BEGIN Records to process

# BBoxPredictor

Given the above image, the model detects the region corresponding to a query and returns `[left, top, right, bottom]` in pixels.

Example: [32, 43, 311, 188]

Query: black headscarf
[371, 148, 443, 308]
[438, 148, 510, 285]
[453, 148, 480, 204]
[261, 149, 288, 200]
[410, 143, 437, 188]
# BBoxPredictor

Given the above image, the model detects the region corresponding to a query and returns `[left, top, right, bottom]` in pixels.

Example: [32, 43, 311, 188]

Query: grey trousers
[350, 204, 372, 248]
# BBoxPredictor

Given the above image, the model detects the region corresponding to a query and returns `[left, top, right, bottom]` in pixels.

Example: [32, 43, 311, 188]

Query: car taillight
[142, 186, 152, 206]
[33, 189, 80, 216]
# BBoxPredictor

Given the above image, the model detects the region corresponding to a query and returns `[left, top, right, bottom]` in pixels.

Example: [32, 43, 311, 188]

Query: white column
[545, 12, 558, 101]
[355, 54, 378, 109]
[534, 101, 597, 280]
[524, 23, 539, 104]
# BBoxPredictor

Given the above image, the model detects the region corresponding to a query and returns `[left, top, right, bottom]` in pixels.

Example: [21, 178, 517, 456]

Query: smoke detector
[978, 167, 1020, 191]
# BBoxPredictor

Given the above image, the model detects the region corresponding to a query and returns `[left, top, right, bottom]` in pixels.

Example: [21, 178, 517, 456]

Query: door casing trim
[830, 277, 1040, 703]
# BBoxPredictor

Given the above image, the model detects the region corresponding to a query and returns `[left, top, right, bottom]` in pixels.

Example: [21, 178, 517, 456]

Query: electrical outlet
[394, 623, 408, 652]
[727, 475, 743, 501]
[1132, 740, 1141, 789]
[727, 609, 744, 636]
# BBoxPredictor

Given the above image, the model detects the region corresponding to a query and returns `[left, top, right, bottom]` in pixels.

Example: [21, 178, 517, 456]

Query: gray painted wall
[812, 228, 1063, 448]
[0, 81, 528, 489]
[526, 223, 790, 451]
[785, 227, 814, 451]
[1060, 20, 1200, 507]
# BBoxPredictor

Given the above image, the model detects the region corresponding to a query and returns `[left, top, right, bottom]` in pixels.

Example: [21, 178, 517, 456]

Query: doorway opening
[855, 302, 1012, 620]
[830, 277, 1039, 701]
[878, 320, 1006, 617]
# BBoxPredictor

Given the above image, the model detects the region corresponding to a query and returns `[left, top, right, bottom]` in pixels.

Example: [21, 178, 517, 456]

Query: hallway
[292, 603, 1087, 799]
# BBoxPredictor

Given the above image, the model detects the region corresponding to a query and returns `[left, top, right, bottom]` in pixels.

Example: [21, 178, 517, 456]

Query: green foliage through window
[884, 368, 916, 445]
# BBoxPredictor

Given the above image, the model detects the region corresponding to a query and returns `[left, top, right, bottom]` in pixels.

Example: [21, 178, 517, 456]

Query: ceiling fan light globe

END Records to process

What you are asked to do:
Please return the records above in their exact form.

The answer:
# BBoxPredictor

Given the above image, the model detects the region corresponding to a query and returns `[left, top, right, bottom]` in pixels.

Example: [32, 43, 311, 188]

Query: black headscarf
[371, 148, 443, 308]
[438, 148, 510, 285]
[453, 148, 480, 204]
[261, 149, 288, 200]
[410, 143, 437, 188]
# BBoxPredictor

Given the above image, the model detects the region corresponding to a query and returns `[left, top, right, bottom]` in pixels.

Example: [32, 43, 311, 188]

Query: grey trousers
[350, 204, 372, 248]
# BBoxPredictor

Given the above image, the model detects the region corresponding to a query and returns `[left, top, right, bottom]` in pixels.

Example: [32, 43, 311, 188]

Query: car taillight
[142, 186, 152, 206]
[33, 189, 80, 216]
# BBoxPredictor

Given the above image, the model detects the region corresponding to a query and returns `[left, top, right, bottom]` in pixels.

Example: [32, 43, 311, 188]

Query: white column
[545, 12, 558, 101]
[355, 54, 378, 109]
[534, 101, 597, 280]
[524, 23, 539, 104]
# BBoxPredictor

Given the above image, the model detects the region corresponding to a query and returns `[left, top, right, bottom]` in pixels.

Example: [21, 178, 517, 456]

Query: smoke detector
[978, 167, 1020, 191]
# BBoxPredictor

Given the above image, the model detects the region corresponding to a query and returns `[left, top, right, bottom]` in pixels.

Example: [21, 178, 517, 456]

Query: door casing trim
[830, 277, 1040, 703]
# BBoxPredictor

Given the above image, the model detects the region corresponding to a query and returns `[left, top, right, bottom]` in pixels.

Example: [21, 178, 517, 456]

Query: electrical outlet
[394, 623, 408, 652]
[727, 475, 743, 501]
[1132, 740, 1141, 789]
[727, 609, 744, 636]
# BBoxPredictor

Given the above image, the model detects the region corresponding to a query and returns `[left, top, right, bottom]` in pixels.

Example: [21, 178, 517, 456]

Query: gray painted wall
[812, 228, 1063, 448]
[0, 81, 528, 489]
[526, 223, 790, 451]
[785, 227, 814, 451]
[1060, 20, 1200, 507]
# BBoxPredictor

Given the above image, the model detects the region corresponding to a query and returns `[left, top, right, bottom]` in pixels.

Example: [21, 178, 517, 456]

Query: doorway opening
[855, 302, 1012, 620]
[830, 277, 1039, 701]
[878, 320, 1006, 617]
# BBoxPredictor

Given the above image, the model detects the region corresponding to a query and returns `[left, top, right, bottom]` in pixels.

Example: [21, 178, 517, 456]

Query: hallway
[292, 603, 1087, 799]
# BBoxPredictor

Given the above image, the model detects the region corresponding to a query and returns `[left, top, right, bottom]` in pixels.

Example: [21, 178, 517, 456]

Query: green foliage through window
[884, 368, 916, 445]
# BBoxPredictor

Given the above image, the model detects the region corresponding to a query and returns `[left, top, right, bottom]` in pixels.

Example: [21, 178, 517, 456]

Query: ceiling fan light globe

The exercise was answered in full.